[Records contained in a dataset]

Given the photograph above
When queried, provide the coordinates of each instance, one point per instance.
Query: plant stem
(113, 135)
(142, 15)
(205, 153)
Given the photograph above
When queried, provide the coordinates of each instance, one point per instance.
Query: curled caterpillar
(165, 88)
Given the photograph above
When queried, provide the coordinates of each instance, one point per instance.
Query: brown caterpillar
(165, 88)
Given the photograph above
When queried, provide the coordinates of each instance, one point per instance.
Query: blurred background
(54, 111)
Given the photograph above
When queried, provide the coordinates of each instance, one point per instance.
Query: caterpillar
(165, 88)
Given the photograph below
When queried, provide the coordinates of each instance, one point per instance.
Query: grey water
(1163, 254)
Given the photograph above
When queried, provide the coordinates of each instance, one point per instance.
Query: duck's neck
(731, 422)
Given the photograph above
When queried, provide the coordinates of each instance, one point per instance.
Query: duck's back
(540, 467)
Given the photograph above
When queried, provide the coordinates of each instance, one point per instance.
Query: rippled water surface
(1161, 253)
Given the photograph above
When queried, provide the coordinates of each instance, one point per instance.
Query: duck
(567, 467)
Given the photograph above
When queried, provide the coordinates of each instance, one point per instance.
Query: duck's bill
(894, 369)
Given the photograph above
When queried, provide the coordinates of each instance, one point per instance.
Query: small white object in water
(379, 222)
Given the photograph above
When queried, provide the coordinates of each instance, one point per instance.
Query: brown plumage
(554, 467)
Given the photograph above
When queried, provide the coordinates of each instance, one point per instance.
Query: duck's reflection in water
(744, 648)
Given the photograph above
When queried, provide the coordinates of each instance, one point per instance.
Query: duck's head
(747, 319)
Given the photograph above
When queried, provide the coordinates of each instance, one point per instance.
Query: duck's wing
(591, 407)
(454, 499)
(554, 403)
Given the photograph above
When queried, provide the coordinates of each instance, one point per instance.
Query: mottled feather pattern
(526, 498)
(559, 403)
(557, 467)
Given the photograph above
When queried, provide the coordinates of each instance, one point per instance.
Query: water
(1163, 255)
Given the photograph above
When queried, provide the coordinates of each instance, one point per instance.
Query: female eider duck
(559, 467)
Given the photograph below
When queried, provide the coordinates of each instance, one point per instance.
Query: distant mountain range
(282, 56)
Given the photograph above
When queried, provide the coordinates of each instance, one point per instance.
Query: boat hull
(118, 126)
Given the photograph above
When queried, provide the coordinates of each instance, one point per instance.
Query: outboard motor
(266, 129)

[Task goal] Go back to the listing above and please repeat it exactly.

[Complete response]
Given the photograph above
When queried, provide the coordinates of each instance, one point per instance.
Query: plant stem
(113, 135)
(142, 15)
(205, 153)
Given the photograph above
When queried, provide the coordinates of each instance, one point per instance.
Query: curled caterpillar
(165, 88)
Given the photograph above
When queried, provide the coordinates of each instance, one point per instance.
Query: brown caterpillar
(165, 88)
Given the photograph above
When queried, provide the coordinates of each instance, one point per instance.
Query: blurred background
(54, 111)
Given the photograph above
When queried, provide the coordinates of each instance, one point per instance.
Query: caterpillar
(165, 88)
Given the photograph below
When queried, provide the coordinates of each instance, one point per instance.
Query: grey water
(1163, 254)
Given the photograph above
When queried, provide the coordinates of each instance, one point per instance.
Query: duck's neck
(731, 422)
Given the photograph above
When queried, provide the coordinates of each instance, one point per instance.
Query: duck's back
(540, 467)
Given the photograph above
When queried, provide the coordinates of each instance, one point per instance.
Query: rippled water surface
(1161, 253)
Given the photograph above
When queried, provide the coordinates of each instance, one point per instance.
Query: duck
(567, 467)
Given the photograph above
When queried, provide the coordinates of each instance, one point per instance.
Query: duck's bill
(894, 369)
Given the photograph above
When queried, provide the coordinates of each instance, one point per instance.
Query: small white object in water
(379, 222)
Given the photograph above
When queried, provide the coordinates of each instance, one point per instance.
Query: brown plumage
(554, 467)
Given the photograph above
When queried, provide the coordinates of each instance, one point per instance.
Query: duck's reflection in water
(744, 648)
Given the photograph above
When queried, provide the coordinates of each instance, one point per instance.
Query: duck's head
(747, 319)
Given the photograph above
When queried, provide the coordinates of each instance, one point per instance.
Query: duck's wing
(591, 407)
(454, 499)
(554, 403)
Given the photograph above
When queried, provide the coordinates of each instance, one point per instance.
Query: mottled feather pattern
(526, 498)
(559, 403)
(557, 467)
Given the photograph above
When queried, provide the coordinates of each instance, one point per instance.
Query: water
(1163, 255)
Given the photograph above
When queried, provide the coordinates of each instance, one point per instance.
Query: female eider duck
(559, 467)
Given the photograph below
When queried, provide the coordinates of each instance, one point per instance.
Query: distant mountain range
(282, 56)
Given the photograph above
When queried, provide the coordinates of each instance, one point per instance.
Query: boat hull
(118, 126)
Given the photograph above
When queried, provide the coordinates of each instance, one point per instance.
Query: outboard motor
(266, 129)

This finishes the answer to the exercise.